Continue the mailing-list reply below about supervisord restarts in the NAV docker container from the point where it stops.

# SUPPLIED TEXT

# # # #

Re: Issues with Nav docker container - logs, graph gaps and high postgres utilization

3 Jun 2020


      On Mon, 1 Jun 2020 08:03:03 +0000 Steve Kersley steve.kersley@keble.ox.ac.uk wrote:
...
...
Also, supervisord will eventually cease  with the restart attempts when smsd
fails too many times (seems to be about 6 times for me).
I'm certainly not seeing this behaviour.  The container has currently been
running for just short of 3 days, and it's still spawning smsd every second
(will look at how to configure supervisord).
The default setting in supervisord is a `startretries` [1] value of only
3. This, however, only affects the number of restart attempts for
processes that fail immediately when starting (i.e., they only get to
the STARTING state before failing).
Once supervisord considers a process to be in the RUNNING state, the
autorestart option applies. The supervisord config provided by the
nav-container says to always autorestart an exited NAV process.
I'm not sure what conditions apply for supervisord to consider a process
as having moved from the STARTING to the RUNNING state, but to me it
seems that your supervisord instance must have considered those
processes as having moved to the RUNNING state before they FAILED, which
would always cause it to attempt a restart.
...
In fact, it's now also spawning alertengine, eventengine and snmptrapd
every second also (it wasn't doing this when the container first
booted).

# # # #

# LISTING

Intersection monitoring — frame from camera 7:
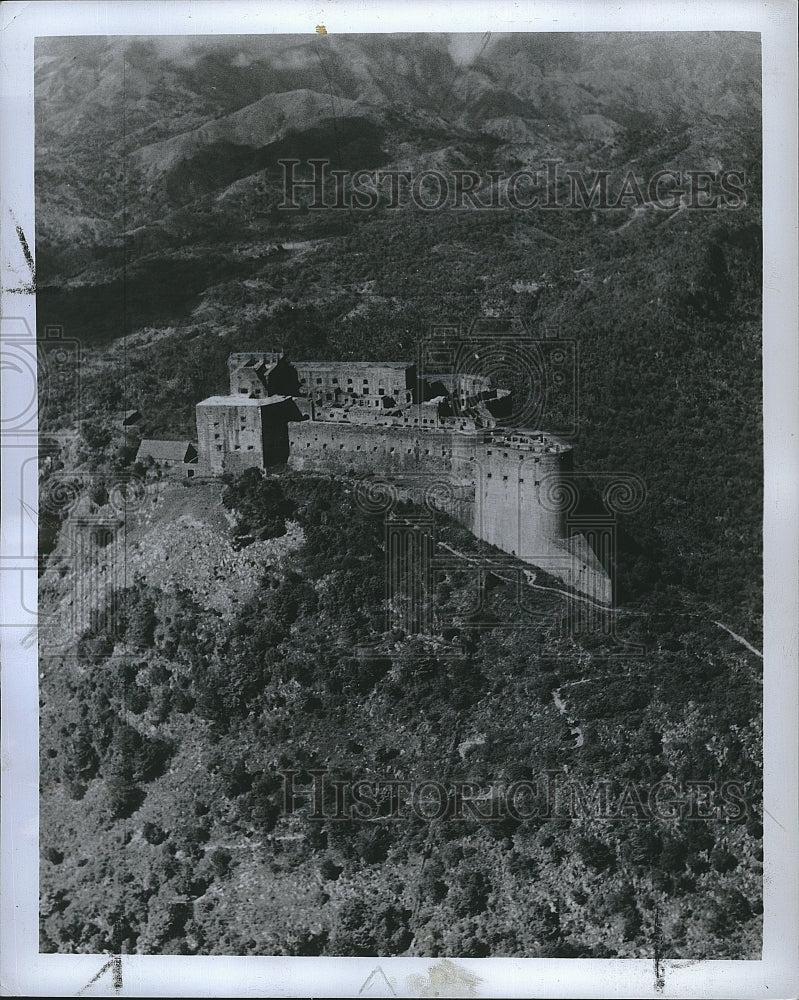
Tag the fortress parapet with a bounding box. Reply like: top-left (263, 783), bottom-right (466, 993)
top-left (197, 352), bottom-right (612, 603)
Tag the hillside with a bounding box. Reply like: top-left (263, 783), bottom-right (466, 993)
top-left (36, 32), bottom-right (762, 958)
top-left (41, 474), bottom-right (762, 958)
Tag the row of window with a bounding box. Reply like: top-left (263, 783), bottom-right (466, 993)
top-left (300, 378), bottom-right (401, 395)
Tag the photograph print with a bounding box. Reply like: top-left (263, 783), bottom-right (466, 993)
top-left (34, 29), bottom-right (763, 960)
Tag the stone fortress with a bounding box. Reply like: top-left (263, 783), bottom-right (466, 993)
top-left (196, 352), bottom-right (612, 604)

# # # #

# THE ANSWER
If that is the case, then something is really wrong, and you should
check supervisord's logs of these processes.
...
Not sure whether it starting to respawn those tallies with
the gaps starting, but conceivably the CPU or IO usage from trying to
run several python scripts every second could cause postgres issues
when sharing those resources?  (or even the fact they're not running?)
Having looked at why those other services (other than smsd) were
respawning, they thought they were already running.  I've been able to
recreate this.  If I stop and start the container (rather than
destroying and recreating it via docker-compose) then there are still
.pid files for alertengine, eventengine, pping and snmptrapd in /tmp,
some or all of which are datestamped for an earlier container start.
It doesn't do this for all of those services every time though -
guessing that if a service is busy and hasn't exited before the
container stops, it doesn't clean its pid file?  Or maybe it only
causes an issue if there's a (different) process running on the same
PID when it next starts.
If a NAV daemon is killed or somehow dies without getting a chance to
run its cleanup routine, its PID file will be left behind. On a normal
system, this PID number will not be reused for a long time, so the
chances of that PID being "alive" when attempting a restart is low.
However, in the context of restarting a container, PID numbers will be
assigned from 1 and up again, so re-use and overlapping of those stored
PID numbers is highly likely, and would cause a problem.
...
Curiously, pping (and on the most recent restart of the container, apache -
again, there's another process running on the same PID as Apache's lockfile)
*do* get flagged by supervisord as being restarted too many times, and aborted
as you had noted.  Maybe there's a difference if it's a python script rather
than a compiled executable (i.e. python starts cleanly but the script doesn't)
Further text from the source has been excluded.